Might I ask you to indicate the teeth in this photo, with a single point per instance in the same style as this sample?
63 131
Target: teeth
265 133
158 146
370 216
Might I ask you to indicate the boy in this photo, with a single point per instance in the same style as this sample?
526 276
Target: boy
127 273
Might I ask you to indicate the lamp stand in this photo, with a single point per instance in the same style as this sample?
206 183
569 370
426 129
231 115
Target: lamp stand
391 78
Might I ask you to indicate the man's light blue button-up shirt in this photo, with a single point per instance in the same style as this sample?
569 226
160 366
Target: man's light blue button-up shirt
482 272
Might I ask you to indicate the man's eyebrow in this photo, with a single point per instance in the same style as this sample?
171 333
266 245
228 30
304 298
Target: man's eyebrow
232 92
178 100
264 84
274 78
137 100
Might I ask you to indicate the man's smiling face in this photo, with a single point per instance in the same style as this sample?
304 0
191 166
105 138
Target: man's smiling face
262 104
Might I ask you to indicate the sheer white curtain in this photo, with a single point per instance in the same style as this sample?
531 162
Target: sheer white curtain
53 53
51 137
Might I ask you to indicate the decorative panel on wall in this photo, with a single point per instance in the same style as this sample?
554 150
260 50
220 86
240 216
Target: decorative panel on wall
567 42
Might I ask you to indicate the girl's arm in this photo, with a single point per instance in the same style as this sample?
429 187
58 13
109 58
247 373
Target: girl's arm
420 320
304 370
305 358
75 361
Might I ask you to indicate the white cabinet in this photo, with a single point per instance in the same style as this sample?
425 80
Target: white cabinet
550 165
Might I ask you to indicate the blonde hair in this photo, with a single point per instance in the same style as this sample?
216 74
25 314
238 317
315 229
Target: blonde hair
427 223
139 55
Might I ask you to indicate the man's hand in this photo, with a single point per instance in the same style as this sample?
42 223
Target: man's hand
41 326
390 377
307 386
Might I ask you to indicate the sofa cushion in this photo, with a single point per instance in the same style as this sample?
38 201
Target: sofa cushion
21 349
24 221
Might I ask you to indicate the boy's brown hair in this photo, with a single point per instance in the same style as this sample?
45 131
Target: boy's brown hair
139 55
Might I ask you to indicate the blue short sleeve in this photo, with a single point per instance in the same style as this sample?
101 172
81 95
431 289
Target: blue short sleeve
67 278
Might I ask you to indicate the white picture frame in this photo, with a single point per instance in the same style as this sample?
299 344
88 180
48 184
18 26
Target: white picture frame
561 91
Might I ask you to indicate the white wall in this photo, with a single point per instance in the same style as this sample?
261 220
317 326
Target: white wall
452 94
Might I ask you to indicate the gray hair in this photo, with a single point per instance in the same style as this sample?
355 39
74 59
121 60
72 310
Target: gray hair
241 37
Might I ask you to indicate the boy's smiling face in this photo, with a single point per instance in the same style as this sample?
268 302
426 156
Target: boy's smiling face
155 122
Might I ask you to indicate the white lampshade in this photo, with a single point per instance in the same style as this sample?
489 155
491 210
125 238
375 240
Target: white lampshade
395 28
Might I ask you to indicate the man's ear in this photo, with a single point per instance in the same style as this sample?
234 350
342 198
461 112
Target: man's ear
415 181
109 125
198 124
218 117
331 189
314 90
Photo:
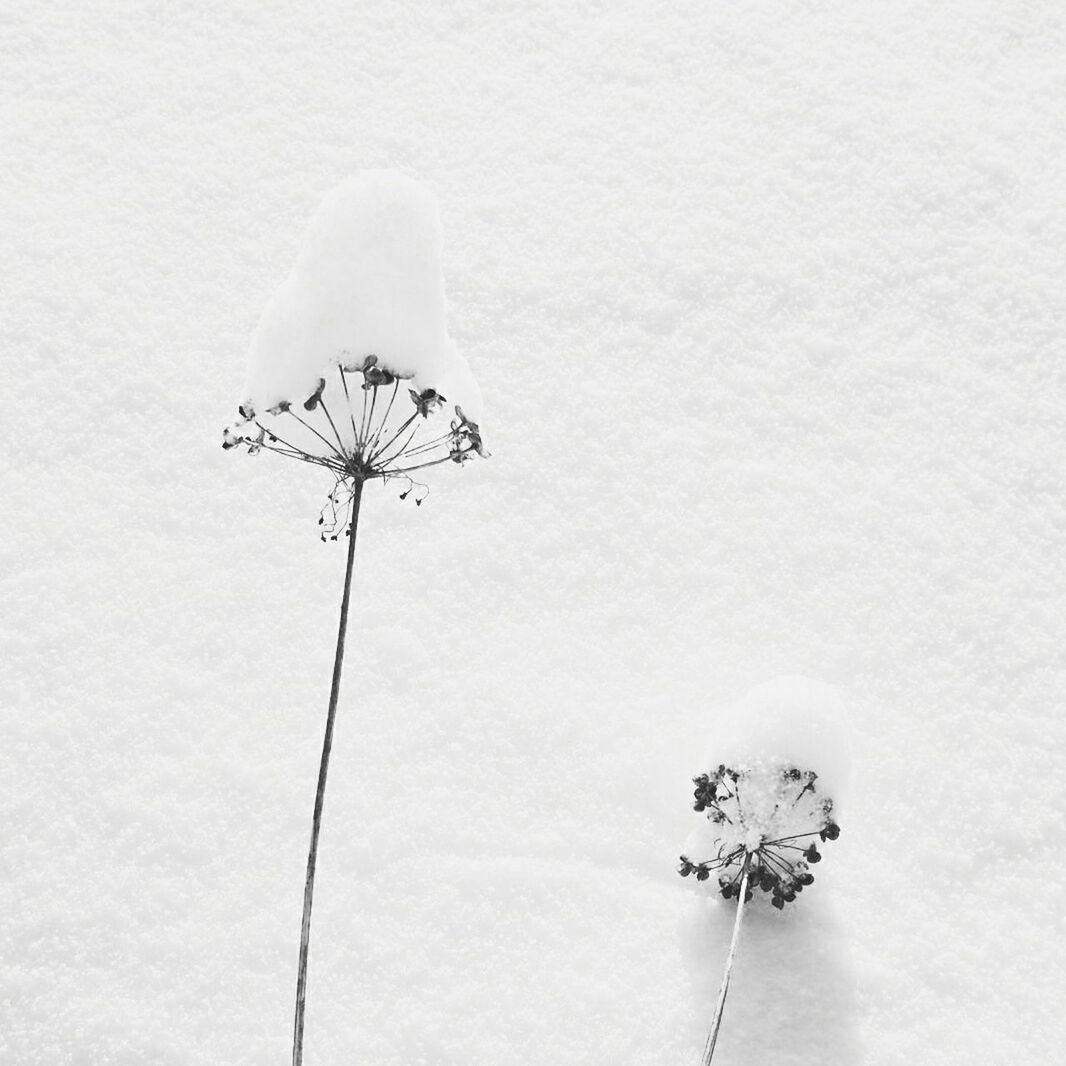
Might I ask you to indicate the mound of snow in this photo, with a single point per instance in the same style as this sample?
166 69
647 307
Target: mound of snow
793 721
368 281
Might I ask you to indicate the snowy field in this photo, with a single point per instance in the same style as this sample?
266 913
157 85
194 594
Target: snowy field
765 302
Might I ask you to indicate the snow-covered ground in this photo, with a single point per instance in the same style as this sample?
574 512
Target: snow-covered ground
765 302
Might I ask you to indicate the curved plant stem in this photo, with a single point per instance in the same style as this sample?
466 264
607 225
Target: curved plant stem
305 932
712 1037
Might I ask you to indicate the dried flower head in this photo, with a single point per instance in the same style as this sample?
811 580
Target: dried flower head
769 820
372 427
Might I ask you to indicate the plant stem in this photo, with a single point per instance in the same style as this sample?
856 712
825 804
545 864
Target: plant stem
305 931
712 1037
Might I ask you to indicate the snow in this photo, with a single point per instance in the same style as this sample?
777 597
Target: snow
766 303
790 721
367 283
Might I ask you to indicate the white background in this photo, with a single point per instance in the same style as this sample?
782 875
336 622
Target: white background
766 304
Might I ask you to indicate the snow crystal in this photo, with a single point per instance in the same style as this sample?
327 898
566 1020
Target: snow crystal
368 281
789 721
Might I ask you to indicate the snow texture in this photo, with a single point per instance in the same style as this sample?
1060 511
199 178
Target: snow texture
788 721
766 303
367 283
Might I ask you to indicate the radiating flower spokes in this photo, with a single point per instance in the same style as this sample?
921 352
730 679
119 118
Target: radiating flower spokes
374 425
768 829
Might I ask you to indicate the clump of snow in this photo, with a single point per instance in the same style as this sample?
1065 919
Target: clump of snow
368 281
789 721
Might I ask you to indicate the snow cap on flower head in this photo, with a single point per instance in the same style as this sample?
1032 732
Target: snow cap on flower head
368 281
768 811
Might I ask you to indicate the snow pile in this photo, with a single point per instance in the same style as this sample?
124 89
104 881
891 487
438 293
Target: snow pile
367 283
789 721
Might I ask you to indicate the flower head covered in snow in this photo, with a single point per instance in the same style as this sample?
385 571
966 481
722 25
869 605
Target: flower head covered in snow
360 438
351 367
765 810
349 370
770 820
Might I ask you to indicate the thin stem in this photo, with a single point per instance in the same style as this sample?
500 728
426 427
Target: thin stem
378 452
340 443
305 931
351 414
307 425
385 419
720 1005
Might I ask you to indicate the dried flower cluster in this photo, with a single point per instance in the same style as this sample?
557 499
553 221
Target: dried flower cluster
768 818
361 433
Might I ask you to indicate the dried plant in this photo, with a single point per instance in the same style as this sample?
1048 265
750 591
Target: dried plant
769 820
373 426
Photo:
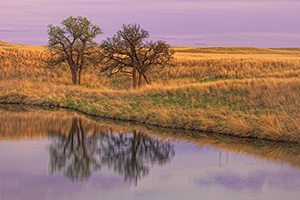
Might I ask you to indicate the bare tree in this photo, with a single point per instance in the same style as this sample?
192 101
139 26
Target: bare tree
128 52
73 43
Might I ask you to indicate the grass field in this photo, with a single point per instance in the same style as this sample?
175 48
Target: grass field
247 92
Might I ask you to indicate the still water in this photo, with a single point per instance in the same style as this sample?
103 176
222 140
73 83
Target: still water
63 155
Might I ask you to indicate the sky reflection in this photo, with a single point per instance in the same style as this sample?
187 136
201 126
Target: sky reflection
265 23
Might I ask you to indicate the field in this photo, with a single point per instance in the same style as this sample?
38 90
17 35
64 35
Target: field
247 92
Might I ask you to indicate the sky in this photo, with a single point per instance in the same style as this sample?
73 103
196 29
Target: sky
203 23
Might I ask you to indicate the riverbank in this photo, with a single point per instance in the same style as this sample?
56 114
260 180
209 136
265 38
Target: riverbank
260 108
246 92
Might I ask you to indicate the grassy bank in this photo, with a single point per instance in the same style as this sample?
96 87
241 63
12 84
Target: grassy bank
248 92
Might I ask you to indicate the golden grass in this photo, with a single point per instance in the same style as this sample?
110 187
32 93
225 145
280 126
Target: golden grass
249 92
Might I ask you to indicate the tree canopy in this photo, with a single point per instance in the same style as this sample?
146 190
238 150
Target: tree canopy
129 52
73 43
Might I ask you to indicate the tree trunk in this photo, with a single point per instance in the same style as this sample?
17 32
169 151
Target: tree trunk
134 77
140 80
146 79
74 76
79 76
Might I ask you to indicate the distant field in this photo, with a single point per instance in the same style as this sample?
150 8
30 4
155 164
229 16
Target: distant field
243 91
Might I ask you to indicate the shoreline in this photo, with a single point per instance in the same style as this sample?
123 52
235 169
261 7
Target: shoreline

DIRECTIONS: Output everything in the records exactly, leaving pictures out.

TASK RESULT:
Might I ask you to indicate the teeth in this photo, with a single point per instance in the same style as this sample?
63 131
Target: teeth
265 133
158 146
370 216
Might I ask you to indicate the boy in this photo, with a single point per instance in the same style as this sample?
526 276
Target: boy
127 273
Might I ask you to indicate the lamp stand in this photo, with a single point per instance in the same style as this sample?
206 183
569 370
426 129
231 115
Target: lamp stand
391 78
Might I ask you to indicate the man's light blue button-up shirt in this photo, with a single point per instance in the same style as this sample?
569 226
160 366
Target: man's light blue button-up shirt
482 272
Might I ask you to indicate the man's eyebrow in this photo, with a single point per instance in the same style as this sample?
171 333
266 245
228 30
304 298
Target: man's eyebrow
232 92
178 100
264 84
274 78
137 100
Might I ask you to indicate the man's smiling face in this photo, with a single point per instance in the same style as this sample?
304 0
191 166
105 138
Target: man's smiling face
262 104
Might I ask you to indicate the sheer white curtain in this photo, with a single point per instance in the same style as this sample?
531 162
Target: sheer white curtain
53 53
51 137
Might I ask you to indicate the decorative panel on wall in this photo, with a single point per instance in the same style as this sample?
554 150
260 50
220 86
240 216
Target: decorative panel on wall
567 42
Might I ask you to indicate the girl's arm in this photo, with a single point per instance in the same style as this sample?
429 187
58 13
109 58
247 373
Target: girl's arm
420 320
304 370
305 358
75 361
Might I ask you to indicate the white cabinet in this photo, with a single point per instance in the same style as this sample?
425 80
Target: white cabinet
550 165
Might I ask you to indicate the blonde hair in this photo, with a single point per instance in the same style as this sample?
216 74
25 314
238 317
315 229
Target: blonde hair
427 223
139 55
Might I ask you to indicate the man's hand in this photo, with a single point per instance in the same style as this sample?
42 223
Target: man's hand
41 326
390 377
307 386
Might I ask you to indicate the sofa cushion in this photo, with a single point per instance in the same style as this sample?
38 201
Target: sofa cushion
21 349
24 221
Might I ask you to indicate the boy's brown hair in this photo, with a single point per instance in the same style as this sample?
45 131
Target: boy's brown hair
139 55
Might I ask you to indicate the blue short sleeve in this photo, with a single point per instance in the same style as this sample?
101 172
81 95
431 289
Target: blue short sleeve
67 278
Might I ask you to indicate the white picture frame in this photo, with a single point per instance in the same style as this sample?
299 344
88 180
48 184
18 26
Target: white picture frame
561 91
Might I ask you to indicate the white wall in this photo, with a single point per instance in the same style as this sample?
261 220
317 326
Target: white wall
452 94
Might I ask you to indicate the gray hair in this photo, with a single point per instance in the same style as this sample?
355 39
74 59
121 60
72 310
Target: gray hair
241 37
Might I ask you to indicate the boy's smiling face in this photo, with a single point per instance in the same style as this sample?
268 302
426 156
Target: boy's smiling face
155 122
Might I ask you to indicate the white lampshade in this photo, with a single point per instance in the same style as this sample?
489 155
491 210
125 238
375 240
Target: white lampshade
395 28
Might I ask you to indicate the man's ear in this photo, with a single point per instance in the same style as this sample?
234 350
342 198
461 112
Target: man's ear
415 181
109 125
198 124
218 117
331 189
314 90
Photo:
Might I ask you to indicate the mound of snow in this photo, with a single point per instance in the same style as this sample?
166 69
647 307
Target: mound of snow
793 721
368 281
Might I ask you to indicate the snowy field in this photo, with a single point per instance in the same style as this sample?
266 913
157 85
194 594
Target: snowy field
765 302
Might I ask you to indicate the snow-covered ground in this photo, with a single point per instance in the same style as this sample?
574 512
Target: snow-covered ground
765 302
Might I ask you to indicate the curved plant stem in this photo, with a single point per instance in the same style as this sample?
466 264
607 225
Target: curved plant stem
305 932
712 1037
Might I ask you to indicate the dried flower head in this photo, with a single point per instance in the same style as this sample?
811 580
Target: dried flower head
769 820
372 427
Might I ask you to indicate the plant stem in this photo, with a single point per instance in the same style as this sample?
856 712
825 804
545 864
Target: plant stem
305 931
712 1037
Might I ask you to indicate the snow in this photo, with a single point per instance in the same style as this sample?
777 597
Target: snow
766 303
790 721
367 283
Might I ask you to indicate the white background in this photo, with a single point per instance in the same style as this sample?
782 875
336 622
Target: white background
766 304
Might I ask you to indicate the snow crystal in this photo, with a single point per instance in the same style as this sample?
327 898
566 1020
Target: snow crystal
368 281
789 721
Might I ask you to indicate the snow texture in this photo, with a single point per instance in the same style as this sample?
1060 511
199 178
Target: snow texture
788 721
766 303
367 283
Might I ask you to indicate the radiating flower spokes in this photo, with a single point per instance in the same style as this sample?
921 352
730 679
119 118
Target: radiating flower spokes
374 425
768 829
Might I ask you to indicate the clump of snow in this photo, with a single point per instance in the same style as this sample?
1065 919
Target: clump of snow
368 281
789 721
Might I ask you to indicate the snow cap on flower head in this photo, with a single point per instance in the same style as this sample?
1032 732
Target: snow cap on flower head
368 281
768 811
Might I ask you to indicate the snow pile in this photo, with a single point per instance in the same style as this sample?
124 89
104 881
891 487
438 293
Target: snow pile
367 283
789 721
Might I ask you to indicate the flower head covered in snow in this photo, with a single point per instance in the same style as this sample?
385 571
966 481
722 25
869 605
Target: flower head covered in snow
360 438
351 367
765 810
349 370
770 820
Might I ask you to indicate the thin stem in this photo, with a single point per instance in the same style as this sample?
500 728
426 427
Target: thin stem
378 452
340 443
305 931
351 414
307 425
385 419
720 1005
Might I ask you to indicate the dried flower cluster in this photo, with a single point per instance in the same style as this sample?
557 499
553 221
Target: dried flower cluster
768 818
361 433
Might I ask you to indicate the dried plant in this photo, with a single point per instance in the same style as this sample?
1048 265
750 591
Target: dried plant
769 820
373 426
Photo:
Might I ask you to indicate the bare tree in this photo, with a single point per instance in the same style as this sample?
192 101
139 26
Target: bare tree
128 52
73 43
Might I ask you to indicate the grass field in this photo, with a single point per instance in the same style as this sample?
175 48
Target: grass field
247 92
Might I ask you to indicate the still water in this photo, with a single point per instance in the same style as this sample?
103 176
222 140
73 83
Target: still water
63 155
Might I ask you to indicate the sky reflection in this photo, with a single point per instance in the same style as this sample?
187 136
201 126
Target: sky reflection
265 23
Might I ask you to indicate the field in this photo, with a single point per instance in the same style as this sample?
38 90
17 35
64 35
Target: field
247 92
Might I ask you to indicate the sky in this photo, with a single point per instance in the same style as this sample?
73 103
196 29
Target: sky
203 23
Might I ask you to indicate the riverbank in this photo, with a single point per instance in the same style as this sample?
56 114
260 180
209 136
265 38
Target: riverbank
260 108
246 92
Might I ask you to indicate the grassy bank in this photo, with a single point per instance in the same style as this sample?
96 87
241 63
12 84
Target: grassy bank
248 92
Might I ask you to indicate the golden grass in this photo, with a single point per instance in the same style as this sample?
110 187
32 93
225 145
280 126
Target: golden grass
249 92
Might I ask you to indicate the tree canopy in this photo, with a single point per instance in the same style as this sample?
146 190
238 150
Target: tree canopy
129 52
73 43
Might I ask you to indicate the tree trunk in this photo, with a single point per instance in the same style as this sample?
17 32
169 151
Target: tree trunk
134 77
140 80
146 79
74 76
79 76
Might I ask you to indicate the distant field in this photo, with a single point per instance in the same style as this sample?
150 8
30 4
155 164
229 16
Target: distant field
243 91
Might I ask you to indicate the shoreline in this photo, with a single point per instance in the same style as this sample?
123 52
235 169
261 7
Target: shoreline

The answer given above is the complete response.